**ACTION ITEM**: Wherever the word "dark" appears in a line of the data, that line should be copied.

[Dataset entries]

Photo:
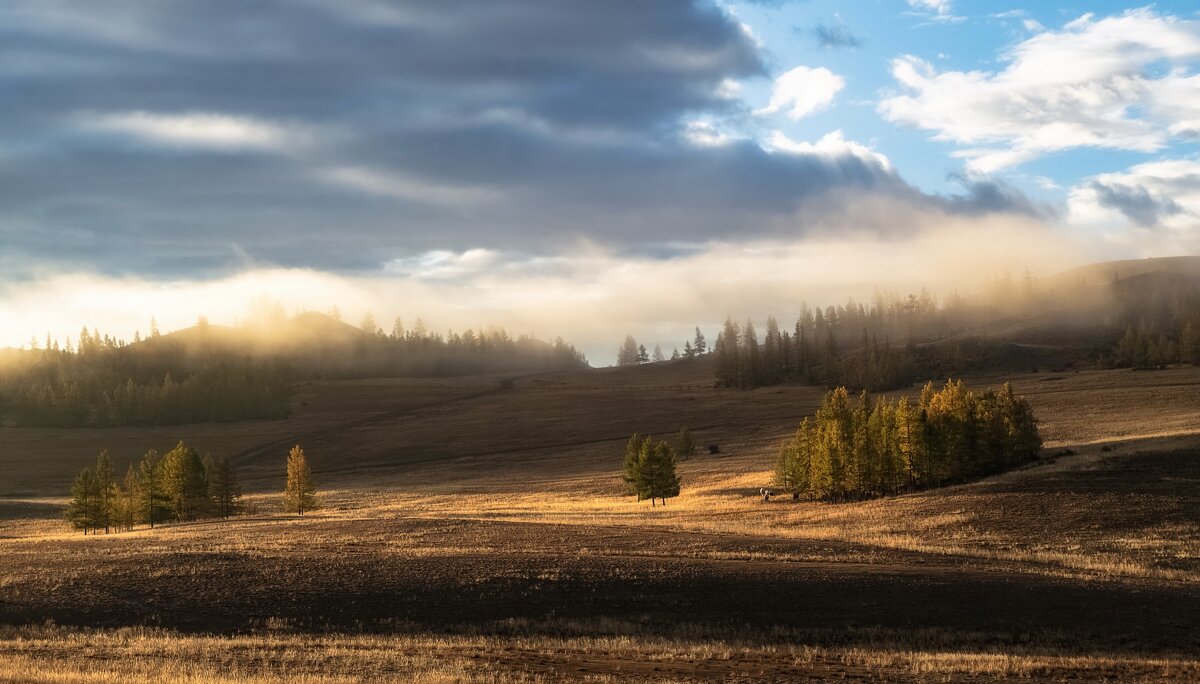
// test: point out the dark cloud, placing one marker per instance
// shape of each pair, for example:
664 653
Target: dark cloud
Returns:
835 36
345 135
1138 205
990 196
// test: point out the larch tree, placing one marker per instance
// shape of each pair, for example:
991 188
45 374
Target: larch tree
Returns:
154 504
223 489
627 355
299 492
657 472
107 492
129 502
630 467
185 483
82 510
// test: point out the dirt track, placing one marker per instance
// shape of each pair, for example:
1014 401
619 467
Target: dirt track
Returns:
438 574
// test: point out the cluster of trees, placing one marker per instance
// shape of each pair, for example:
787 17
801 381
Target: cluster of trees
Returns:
633 354
177 486
649 467
869 448
809 353
106 383
418 352
215 373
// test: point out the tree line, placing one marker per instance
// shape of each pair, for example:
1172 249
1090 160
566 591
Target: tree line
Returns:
177 486
630 353
214 373
420 352
864 448
649 466
809 353
108 383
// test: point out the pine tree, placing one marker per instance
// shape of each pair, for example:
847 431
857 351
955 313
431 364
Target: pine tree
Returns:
630 466
1189 343
186 486
727 365
107 492
657 472
82 510
223 489
300 492
154 503
129 504
627 355
699 343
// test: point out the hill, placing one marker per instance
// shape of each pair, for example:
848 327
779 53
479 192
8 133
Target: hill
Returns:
478 528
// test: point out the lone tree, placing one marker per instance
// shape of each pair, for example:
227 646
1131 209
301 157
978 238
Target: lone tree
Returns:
106 491
630 472
186 483
651 469
83 508
223 489
300 492
153 502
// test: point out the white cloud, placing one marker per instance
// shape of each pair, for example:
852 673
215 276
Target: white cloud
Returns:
405 187
1155 205
937 10
802 91
588 295
193 130
832 145
1095 83
708 135
940 7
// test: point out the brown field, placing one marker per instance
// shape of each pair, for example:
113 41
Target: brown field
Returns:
477 533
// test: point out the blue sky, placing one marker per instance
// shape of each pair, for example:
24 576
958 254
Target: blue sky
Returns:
576 167
972 36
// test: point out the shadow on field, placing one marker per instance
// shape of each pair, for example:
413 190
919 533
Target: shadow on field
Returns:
22 509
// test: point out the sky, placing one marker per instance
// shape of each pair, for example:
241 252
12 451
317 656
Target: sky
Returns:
576 168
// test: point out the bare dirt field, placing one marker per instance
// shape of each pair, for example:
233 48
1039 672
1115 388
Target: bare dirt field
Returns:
479 533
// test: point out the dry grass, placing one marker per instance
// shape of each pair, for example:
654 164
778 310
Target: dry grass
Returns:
514 497
135 655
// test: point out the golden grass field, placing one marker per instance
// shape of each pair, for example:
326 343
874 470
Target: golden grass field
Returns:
472 533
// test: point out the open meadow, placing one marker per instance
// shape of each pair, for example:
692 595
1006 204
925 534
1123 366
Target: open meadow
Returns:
477 529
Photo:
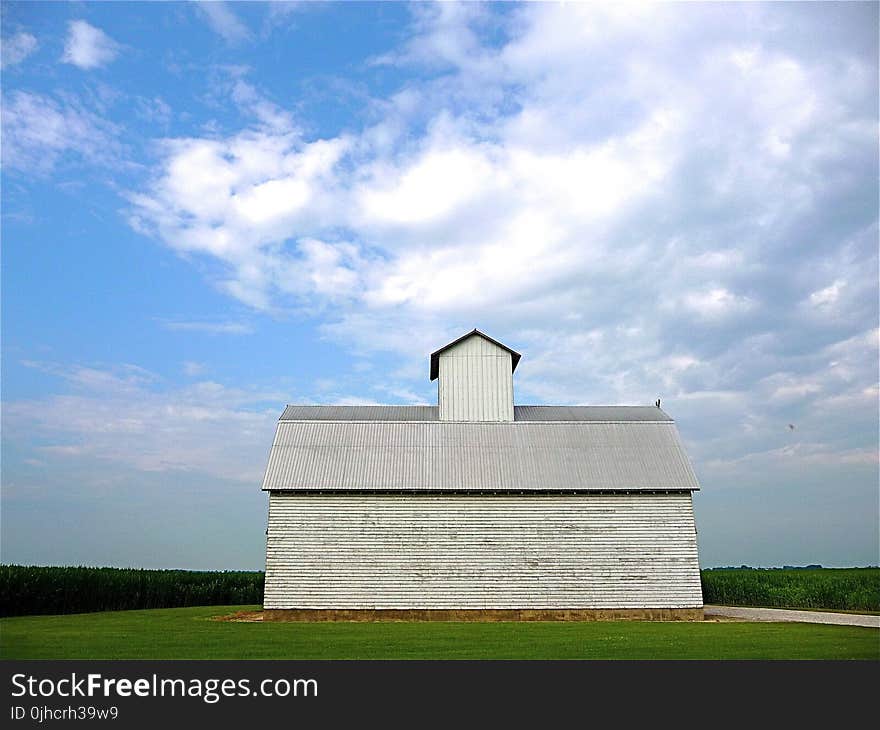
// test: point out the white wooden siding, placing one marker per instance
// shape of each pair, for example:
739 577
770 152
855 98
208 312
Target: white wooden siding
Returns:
475 382
481 551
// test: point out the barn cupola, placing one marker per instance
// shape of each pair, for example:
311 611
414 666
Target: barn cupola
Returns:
475 376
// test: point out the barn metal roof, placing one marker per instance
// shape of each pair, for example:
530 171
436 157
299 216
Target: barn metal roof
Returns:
435 356
524 455
431 413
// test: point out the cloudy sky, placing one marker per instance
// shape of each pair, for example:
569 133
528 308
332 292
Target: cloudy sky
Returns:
211 210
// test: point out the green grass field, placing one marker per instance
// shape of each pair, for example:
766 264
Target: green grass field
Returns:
190 633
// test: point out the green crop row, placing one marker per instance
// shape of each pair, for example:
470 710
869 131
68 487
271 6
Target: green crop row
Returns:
842 589
30 590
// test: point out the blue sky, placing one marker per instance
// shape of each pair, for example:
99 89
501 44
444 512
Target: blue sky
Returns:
211 210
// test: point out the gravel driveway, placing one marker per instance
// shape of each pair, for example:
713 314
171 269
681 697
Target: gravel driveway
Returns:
784 614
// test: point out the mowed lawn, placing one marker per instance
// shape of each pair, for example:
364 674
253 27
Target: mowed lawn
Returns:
192 633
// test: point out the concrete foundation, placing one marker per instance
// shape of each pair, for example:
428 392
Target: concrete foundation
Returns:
485 614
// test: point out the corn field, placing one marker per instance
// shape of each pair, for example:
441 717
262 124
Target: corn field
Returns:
28 590
842 589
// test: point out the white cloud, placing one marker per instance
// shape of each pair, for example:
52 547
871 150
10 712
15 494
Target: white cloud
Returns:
192 368
130 417
211 328
88 47
640 206
16 48
224 22
38 131
827 296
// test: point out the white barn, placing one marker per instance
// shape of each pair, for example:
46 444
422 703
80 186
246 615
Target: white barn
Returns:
479 509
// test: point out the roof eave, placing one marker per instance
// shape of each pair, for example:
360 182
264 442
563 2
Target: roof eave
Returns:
435 356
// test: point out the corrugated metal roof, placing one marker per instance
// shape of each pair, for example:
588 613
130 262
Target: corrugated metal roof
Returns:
431 413
518 456
360 413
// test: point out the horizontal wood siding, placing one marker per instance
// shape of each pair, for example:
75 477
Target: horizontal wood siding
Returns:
335 551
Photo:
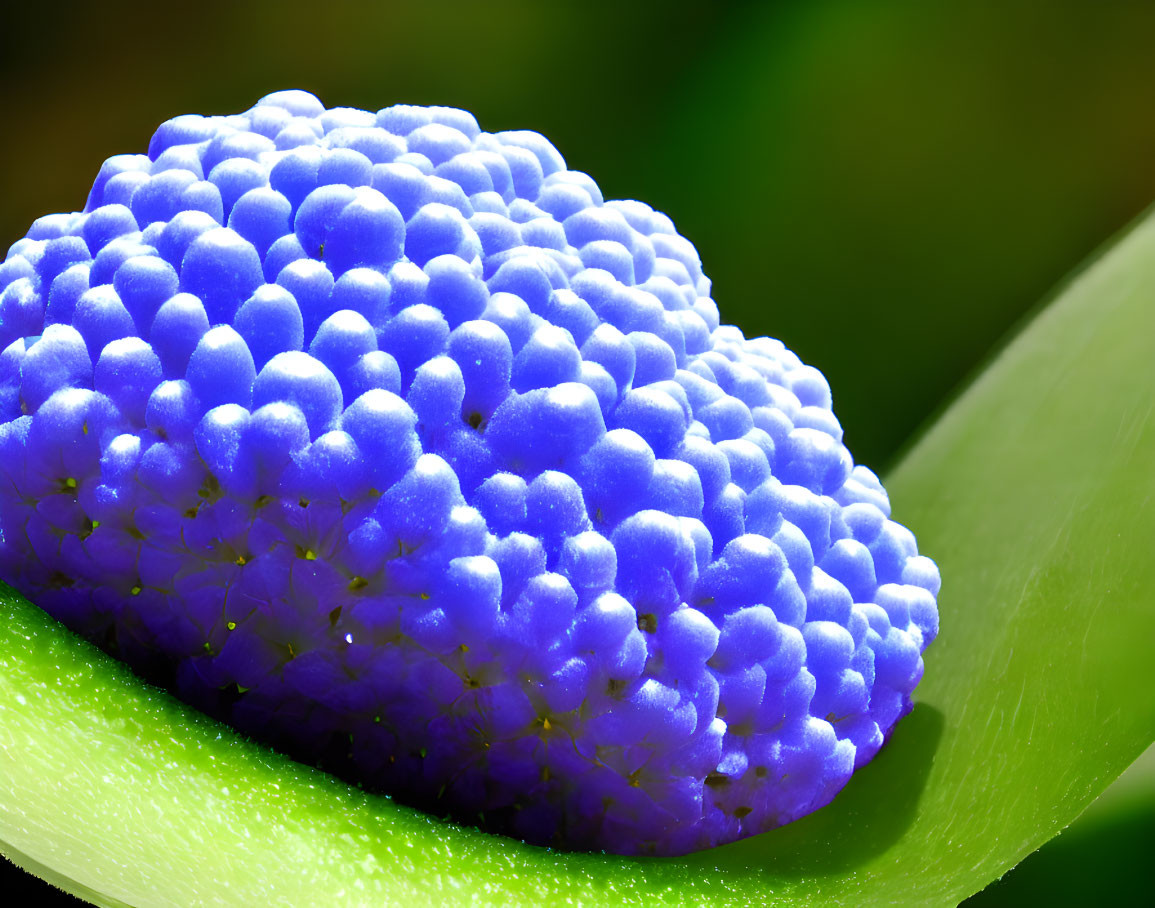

**EXERCISE ANSWER**:
// test: point out the dark cloud, placing one marker per instance
Target: dark cloud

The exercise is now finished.